■ Available data
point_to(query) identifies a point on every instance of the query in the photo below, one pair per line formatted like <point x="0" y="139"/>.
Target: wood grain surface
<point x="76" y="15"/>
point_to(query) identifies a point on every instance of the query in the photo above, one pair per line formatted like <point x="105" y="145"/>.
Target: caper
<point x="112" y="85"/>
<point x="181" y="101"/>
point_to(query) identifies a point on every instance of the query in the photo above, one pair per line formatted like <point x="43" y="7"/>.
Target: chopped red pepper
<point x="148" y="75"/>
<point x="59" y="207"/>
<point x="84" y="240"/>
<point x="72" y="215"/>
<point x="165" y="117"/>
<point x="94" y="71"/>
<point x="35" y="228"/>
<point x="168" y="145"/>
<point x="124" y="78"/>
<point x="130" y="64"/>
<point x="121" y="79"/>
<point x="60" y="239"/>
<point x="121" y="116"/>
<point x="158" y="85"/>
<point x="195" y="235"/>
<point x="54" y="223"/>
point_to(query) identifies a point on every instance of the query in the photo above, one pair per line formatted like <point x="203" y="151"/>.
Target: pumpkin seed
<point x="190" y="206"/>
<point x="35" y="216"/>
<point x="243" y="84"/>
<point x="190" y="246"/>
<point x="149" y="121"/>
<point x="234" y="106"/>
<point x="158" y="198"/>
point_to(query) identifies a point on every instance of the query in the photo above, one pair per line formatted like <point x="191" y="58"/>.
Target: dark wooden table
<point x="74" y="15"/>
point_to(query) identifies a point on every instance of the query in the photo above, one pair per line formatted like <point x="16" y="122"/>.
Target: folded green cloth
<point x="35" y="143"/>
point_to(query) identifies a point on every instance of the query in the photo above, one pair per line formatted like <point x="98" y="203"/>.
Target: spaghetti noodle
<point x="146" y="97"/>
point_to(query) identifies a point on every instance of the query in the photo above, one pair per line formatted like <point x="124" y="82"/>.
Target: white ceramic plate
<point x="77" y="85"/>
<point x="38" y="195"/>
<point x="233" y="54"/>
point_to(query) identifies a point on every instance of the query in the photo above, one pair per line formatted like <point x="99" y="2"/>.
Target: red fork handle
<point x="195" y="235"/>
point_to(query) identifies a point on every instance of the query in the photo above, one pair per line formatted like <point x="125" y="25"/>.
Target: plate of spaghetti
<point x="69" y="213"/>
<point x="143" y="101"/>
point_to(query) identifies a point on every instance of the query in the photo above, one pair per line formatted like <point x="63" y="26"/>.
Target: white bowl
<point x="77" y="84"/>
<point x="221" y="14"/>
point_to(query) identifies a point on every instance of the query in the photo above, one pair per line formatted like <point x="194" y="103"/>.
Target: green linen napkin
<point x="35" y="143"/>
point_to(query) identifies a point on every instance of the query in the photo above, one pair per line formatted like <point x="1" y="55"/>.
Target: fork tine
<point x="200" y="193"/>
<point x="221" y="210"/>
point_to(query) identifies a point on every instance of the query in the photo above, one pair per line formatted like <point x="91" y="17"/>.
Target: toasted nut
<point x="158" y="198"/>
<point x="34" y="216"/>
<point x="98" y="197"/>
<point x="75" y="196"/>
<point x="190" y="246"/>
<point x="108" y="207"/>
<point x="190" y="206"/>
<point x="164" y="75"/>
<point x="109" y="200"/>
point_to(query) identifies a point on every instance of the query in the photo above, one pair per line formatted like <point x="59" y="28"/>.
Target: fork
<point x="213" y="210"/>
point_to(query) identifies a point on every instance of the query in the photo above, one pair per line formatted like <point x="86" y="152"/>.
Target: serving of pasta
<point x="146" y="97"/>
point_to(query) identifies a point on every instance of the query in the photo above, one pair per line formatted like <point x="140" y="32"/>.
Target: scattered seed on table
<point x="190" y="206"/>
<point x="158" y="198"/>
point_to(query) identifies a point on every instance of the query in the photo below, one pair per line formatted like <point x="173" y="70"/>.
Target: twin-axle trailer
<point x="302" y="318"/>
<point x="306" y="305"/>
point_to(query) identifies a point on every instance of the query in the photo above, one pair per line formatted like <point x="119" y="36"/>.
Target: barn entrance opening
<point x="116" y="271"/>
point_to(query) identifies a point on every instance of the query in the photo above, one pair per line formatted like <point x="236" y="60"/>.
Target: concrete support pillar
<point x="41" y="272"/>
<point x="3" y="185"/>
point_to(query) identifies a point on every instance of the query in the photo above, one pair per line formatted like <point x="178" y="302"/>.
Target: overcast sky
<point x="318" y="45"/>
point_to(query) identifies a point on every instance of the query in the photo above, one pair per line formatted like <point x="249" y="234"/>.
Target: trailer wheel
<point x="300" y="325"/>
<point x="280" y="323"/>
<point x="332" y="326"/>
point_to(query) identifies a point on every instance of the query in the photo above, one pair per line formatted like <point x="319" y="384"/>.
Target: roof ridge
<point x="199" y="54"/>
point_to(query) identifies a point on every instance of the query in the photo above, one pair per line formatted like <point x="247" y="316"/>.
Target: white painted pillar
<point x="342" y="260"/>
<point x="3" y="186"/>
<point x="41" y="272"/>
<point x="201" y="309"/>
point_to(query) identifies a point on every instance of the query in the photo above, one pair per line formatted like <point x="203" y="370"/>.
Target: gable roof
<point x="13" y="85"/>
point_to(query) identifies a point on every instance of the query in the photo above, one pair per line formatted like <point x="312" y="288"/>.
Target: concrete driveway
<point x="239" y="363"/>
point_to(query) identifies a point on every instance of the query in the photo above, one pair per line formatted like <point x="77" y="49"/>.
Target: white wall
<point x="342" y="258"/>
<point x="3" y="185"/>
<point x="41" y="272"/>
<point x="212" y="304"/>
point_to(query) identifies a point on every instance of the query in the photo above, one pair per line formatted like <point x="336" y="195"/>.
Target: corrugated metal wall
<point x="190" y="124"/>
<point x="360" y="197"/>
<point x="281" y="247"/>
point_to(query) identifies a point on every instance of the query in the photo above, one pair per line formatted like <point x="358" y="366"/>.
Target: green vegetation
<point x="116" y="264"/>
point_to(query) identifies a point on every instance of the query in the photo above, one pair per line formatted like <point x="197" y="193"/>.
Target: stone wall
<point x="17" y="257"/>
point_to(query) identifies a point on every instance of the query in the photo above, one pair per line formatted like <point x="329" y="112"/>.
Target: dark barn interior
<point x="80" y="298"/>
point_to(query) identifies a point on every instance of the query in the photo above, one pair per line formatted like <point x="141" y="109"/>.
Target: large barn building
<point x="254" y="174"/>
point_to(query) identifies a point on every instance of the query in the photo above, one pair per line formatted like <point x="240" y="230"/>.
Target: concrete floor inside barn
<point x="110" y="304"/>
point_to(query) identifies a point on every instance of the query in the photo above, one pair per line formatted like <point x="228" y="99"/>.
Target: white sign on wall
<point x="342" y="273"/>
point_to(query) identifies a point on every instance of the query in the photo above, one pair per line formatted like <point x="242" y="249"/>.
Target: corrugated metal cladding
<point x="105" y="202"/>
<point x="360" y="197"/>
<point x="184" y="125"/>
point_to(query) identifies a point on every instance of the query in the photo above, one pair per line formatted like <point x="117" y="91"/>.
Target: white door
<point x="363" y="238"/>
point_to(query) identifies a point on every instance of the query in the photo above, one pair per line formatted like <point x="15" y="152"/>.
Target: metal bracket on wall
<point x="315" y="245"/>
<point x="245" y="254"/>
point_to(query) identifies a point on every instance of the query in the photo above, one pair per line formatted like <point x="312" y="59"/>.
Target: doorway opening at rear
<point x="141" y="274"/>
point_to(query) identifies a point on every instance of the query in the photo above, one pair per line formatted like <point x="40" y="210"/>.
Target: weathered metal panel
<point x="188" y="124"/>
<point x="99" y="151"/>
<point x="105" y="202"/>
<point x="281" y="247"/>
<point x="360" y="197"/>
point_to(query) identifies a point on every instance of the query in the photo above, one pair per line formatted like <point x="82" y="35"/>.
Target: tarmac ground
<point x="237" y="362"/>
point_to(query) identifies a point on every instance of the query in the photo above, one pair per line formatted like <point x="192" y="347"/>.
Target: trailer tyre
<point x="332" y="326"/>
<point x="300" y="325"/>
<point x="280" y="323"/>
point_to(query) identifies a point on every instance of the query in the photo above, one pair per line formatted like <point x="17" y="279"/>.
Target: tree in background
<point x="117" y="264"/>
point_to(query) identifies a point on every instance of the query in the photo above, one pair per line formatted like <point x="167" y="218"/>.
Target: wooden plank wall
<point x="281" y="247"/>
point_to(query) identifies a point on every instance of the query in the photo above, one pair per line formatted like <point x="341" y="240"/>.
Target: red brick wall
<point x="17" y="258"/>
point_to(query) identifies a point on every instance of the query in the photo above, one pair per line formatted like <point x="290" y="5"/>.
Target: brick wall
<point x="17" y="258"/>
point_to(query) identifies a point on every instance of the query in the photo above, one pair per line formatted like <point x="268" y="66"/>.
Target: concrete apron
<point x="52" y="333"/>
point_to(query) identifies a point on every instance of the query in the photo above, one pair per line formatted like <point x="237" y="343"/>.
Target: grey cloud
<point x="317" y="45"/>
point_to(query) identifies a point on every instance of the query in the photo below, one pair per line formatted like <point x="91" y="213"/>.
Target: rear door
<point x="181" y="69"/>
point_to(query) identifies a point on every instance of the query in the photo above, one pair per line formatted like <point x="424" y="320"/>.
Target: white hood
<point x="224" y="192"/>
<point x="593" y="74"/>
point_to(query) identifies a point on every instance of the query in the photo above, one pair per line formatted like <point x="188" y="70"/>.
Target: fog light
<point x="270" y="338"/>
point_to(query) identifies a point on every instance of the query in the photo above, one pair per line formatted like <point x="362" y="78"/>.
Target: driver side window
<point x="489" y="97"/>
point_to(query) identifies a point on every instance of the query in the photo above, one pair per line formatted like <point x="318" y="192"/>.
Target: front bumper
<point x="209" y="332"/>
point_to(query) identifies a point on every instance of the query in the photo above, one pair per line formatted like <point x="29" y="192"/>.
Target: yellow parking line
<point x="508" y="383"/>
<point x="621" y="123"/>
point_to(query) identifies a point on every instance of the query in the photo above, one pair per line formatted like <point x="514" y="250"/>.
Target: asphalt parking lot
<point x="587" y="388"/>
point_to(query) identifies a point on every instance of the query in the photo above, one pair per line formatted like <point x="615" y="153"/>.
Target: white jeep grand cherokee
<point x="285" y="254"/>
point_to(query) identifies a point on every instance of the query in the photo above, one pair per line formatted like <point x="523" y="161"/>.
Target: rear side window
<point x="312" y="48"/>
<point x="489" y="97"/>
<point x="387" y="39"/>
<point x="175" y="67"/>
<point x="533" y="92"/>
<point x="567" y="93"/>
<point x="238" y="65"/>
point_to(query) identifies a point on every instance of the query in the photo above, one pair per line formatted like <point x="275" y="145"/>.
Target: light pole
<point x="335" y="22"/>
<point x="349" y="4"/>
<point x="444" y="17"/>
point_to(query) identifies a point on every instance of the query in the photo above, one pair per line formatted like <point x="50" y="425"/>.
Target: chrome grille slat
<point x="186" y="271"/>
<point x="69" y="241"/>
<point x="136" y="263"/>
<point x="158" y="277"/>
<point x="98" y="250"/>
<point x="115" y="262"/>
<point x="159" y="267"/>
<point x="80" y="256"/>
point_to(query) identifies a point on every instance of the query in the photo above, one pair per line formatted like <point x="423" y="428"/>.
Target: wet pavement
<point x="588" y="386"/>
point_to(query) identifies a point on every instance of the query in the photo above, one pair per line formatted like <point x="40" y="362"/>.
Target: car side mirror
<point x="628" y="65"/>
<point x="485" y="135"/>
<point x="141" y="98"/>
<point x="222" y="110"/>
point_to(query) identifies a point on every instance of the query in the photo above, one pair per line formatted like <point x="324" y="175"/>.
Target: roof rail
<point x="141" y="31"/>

■ Exercise requirements
Could you count the lines of the data above that contain the word "trailer"? Reply with the number alone.

■ Task response
3